OBJECT AND SUMMARY OF THE INVENTION

The fuel injection pump according to the invention has the advantage over the above-described fuel injection pump that shutoff of the engine is assuredly effected via the valve in the intake bore.

The embodiment set forth has the advantage that the connection to the pump work chamber is broken directly with a check valve, and the check valve itself is protected from any harmful external mechanical effects that could affect its ability to function. Furthermore only a very small volume remains between the check valve and the work chamber, which after a periodic relief during the intake stroke phase of the pump piston, perhaps due to suction chamber pressure, is refilled by means of a relief device of the injection conduits. The fuel quantity possibly reaching the work chamber as a result of this relieving operation is so slight that operation of the engine cannot be maintained, and the engine thus shuts down very rapidly, along with the fuel injection pump.

With another embodiment it is possible to attain an advantageous realization of a check valve, for the purpose according to the invention, wherein the check valve is accommodated in a part that is easily accessible and simple to operate. An advantageous feature is that the pump piston is neither stressed nor weakened by an additional device provided for receiving the check valve.

Other provisions result in a particularly simple, weight-saving and easily realized embodiment of the check valve. As a result, the leaf spring, which is preferably thin and lightweight for the sake of quick reaction, is protected from mechanical destruction during the diversion operation when the pump is operating normally.

Another embodiment makes it possible to easily replace any check valves that may have become damaged.

EXTRACTED RECORDS:

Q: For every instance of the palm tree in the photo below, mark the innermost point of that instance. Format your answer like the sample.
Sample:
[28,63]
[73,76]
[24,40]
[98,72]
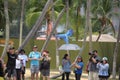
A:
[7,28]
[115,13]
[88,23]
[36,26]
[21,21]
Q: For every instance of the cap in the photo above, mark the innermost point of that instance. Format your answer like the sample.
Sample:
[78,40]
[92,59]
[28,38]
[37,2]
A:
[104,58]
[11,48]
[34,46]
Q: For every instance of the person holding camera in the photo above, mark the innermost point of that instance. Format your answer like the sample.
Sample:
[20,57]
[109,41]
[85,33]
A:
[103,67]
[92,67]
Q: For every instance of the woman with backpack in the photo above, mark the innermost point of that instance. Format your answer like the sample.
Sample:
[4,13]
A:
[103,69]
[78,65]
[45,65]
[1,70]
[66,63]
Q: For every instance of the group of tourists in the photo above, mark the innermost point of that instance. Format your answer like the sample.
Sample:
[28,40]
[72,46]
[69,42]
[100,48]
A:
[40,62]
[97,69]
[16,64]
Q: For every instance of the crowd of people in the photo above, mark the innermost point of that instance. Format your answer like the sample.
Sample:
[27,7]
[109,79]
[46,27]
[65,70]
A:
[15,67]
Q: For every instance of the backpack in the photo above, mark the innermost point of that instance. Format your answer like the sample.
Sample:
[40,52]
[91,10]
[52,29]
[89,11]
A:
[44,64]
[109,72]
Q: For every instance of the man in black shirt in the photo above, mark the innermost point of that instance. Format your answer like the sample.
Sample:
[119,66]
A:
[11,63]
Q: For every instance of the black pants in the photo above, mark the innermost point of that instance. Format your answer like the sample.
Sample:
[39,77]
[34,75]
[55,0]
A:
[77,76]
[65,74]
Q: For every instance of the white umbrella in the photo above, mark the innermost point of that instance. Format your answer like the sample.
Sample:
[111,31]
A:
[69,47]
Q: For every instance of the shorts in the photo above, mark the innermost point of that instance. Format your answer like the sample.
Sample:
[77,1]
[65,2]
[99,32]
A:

WRITTEN EXERCISE:
Extend the passage on the fuel injection pump above, starting right after its final sentence.

ANSWER TO THE PROBLEM:
A check valve disposed on the pump piston is advantageously embodied where, from the end face of the pump piston remote from the pump work chamber, the conduit part having the greater diameter is easily furnished. An extremely simple realization of a check valve in the closing member can be realized without the interposition of resilient restoring forces and is held in place by an inserted bolt. In an advantageous manner, however, for reliable and still-faster closing of the relief conduit, another embodiment can be provided, while with the use of a ball, the reliable support of the ball with a sufficiently large flowthrough cross section between the ball and the conduit part having the enlarged diameter is assured. The bolt which serves to limit the path of the valve closing member is advantageously pressed in from the end face of the pump piston in order to generate a sealed closure of the conduit.

A particularly advantageous further realization of the invention is represented herein. It is advantageous that no additionally movable valve closing member is required. The quantity adjusting device itself is provided with an additional valve function by means of the embodiment of its control edge. This solution offers the advantage of high operational reliability and production at a favorable cost. Additional movable valve closing members, which can cause malfunctioning, are eliminated.

The invention will be better understood and further objects and advantages thereof will become more apparent from the ensuing detailed description of preferred embodiments taken in conjunction with the drawings.

BRIEF DESCRIPTION OF THE DRAWINGS

FIG. 1 shows a first exemplary embodiment of the invention, taking as an example a distributor injection pump having a shutoff magnet for shutting off the engine and a check valve on the quantity adjusting device;

FIG. 2 is a sectional view through the quantity adjusting device showing the disposition of the check valve;

FIG. 3 is an end view of the quantity adjusing device according to the embodiment of FIGS. 1 and 2;

FIG. 4 shows the pump piston of a fuel injection pump according to FIG. 1, wherein the check valve is disposed in the pump piston;

FIG. 5 shows a modification of the exemplary embodiment of FIG. 4, having a check valve provided with a restoring spring;

FIG. 6 shows another form of an embodiment of the securing of the stop bolt such as is used in the exemplary embodiments of FIGS. 4 or 5;

FIG. 7 shows another form of an embodiment of the fixation of the stop bolt in the pump piston;

FIG. 8 shows a third variant for the fixation of a stop bolt according to the embodiment of FIG. 4;

FIG. 9, is a section taken through a portion of the pump piston of a fuel injection pump according to FIG. 1 having an annular slide, the control edge of which has a meandering course; and

FIG. 10 shows the development of the control edge of FIG. 9 with the path of the relief bore on the pump piston.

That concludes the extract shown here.